### Written request 1
In the passage about travelers met along the way, where does Shiv spend about half of each year?

And what a place it was to meet people, as though winds in the ether somehow crossed there. Here was Shiv, the old hippie who spends about half of each year in Kathmandu and the other half at his Poetry Ashram in Woodstock; the young, Chinese Christina, with pale bony fingers studying old texts at the University and more than a little bit shocked by some of the contents; Ling, the yoga teacher leading her group of students, fired up my enthusiasm; the young American woman, travelling alone, who told me that she had very little problem with men in the way you might first expect, but that the ones who wanted a relationship were more difficult – they would see that relationship as a stepping stone to a marriage, and then to a ticket out of there; the guy, whose name I have forgotten, who wangled himself a cushy number travelling round the world and making a video blog for some “old folks” in a home back in England; and Mick, who turned out to be the ex-boyfriend of the daughter of people I had known this before in Ireland.

### Written request 2
Reproduce verbatim the stretch of the entries below from the line containing "where the wooden" through the end of the entries.

[Coordinate annotation entries]
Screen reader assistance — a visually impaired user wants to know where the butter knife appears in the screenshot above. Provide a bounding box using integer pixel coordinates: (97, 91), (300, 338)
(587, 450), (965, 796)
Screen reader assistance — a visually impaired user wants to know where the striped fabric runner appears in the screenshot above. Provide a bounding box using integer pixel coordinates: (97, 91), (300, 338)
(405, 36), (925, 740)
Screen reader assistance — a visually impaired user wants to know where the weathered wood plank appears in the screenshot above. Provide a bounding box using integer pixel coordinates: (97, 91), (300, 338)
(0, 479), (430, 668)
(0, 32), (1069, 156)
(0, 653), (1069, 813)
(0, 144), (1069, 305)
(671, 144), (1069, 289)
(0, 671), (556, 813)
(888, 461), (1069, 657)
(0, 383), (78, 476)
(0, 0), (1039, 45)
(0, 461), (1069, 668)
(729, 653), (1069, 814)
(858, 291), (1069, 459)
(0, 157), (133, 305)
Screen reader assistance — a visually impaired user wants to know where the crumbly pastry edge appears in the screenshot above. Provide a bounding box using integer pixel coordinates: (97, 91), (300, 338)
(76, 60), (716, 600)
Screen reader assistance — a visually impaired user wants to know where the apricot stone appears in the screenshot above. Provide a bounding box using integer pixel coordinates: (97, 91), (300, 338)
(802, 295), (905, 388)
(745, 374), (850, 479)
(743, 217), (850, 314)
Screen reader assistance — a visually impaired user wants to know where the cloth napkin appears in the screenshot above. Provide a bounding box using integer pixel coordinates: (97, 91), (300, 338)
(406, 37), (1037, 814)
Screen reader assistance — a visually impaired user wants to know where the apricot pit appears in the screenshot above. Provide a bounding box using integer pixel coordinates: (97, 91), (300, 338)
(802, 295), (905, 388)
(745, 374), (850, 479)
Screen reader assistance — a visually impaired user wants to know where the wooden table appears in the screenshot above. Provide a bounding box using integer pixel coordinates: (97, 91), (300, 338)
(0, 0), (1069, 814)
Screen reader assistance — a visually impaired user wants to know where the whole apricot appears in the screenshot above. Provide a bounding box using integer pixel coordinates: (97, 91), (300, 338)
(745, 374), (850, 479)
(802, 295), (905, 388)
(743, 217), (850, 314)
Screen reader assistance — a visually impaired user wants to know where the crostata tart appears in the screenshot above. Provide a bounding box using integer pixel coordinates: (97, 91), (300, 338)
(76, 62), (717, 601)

### Correct response 1
Kathmandu

### Correct response 2
Screen reader assistance — a visually impaired user wants to know where the wooden table appears in the screenshot above. Provide a bounding box using integer pixel coordinates: (97, 91), (300, 338)
(0, 0), (1069, 814)
Screen reader assistance — a visually impaired user wants to know where the whole apricot appears in the screenshot above. Provide a bounding box using integer pixel coordinates: (97, 91), (300, 338)
(745, 374), (850, 479)
(802, 295), (905, 388)
(743, 217), (850, 314)
Screen reader assistance — a visually impaired user wants to know where the crostata tart appears in the screenshot above. Provide a bounding box using integer pixel coordinates: (97, 91), (300, 338)
(76, 62), (717, 601)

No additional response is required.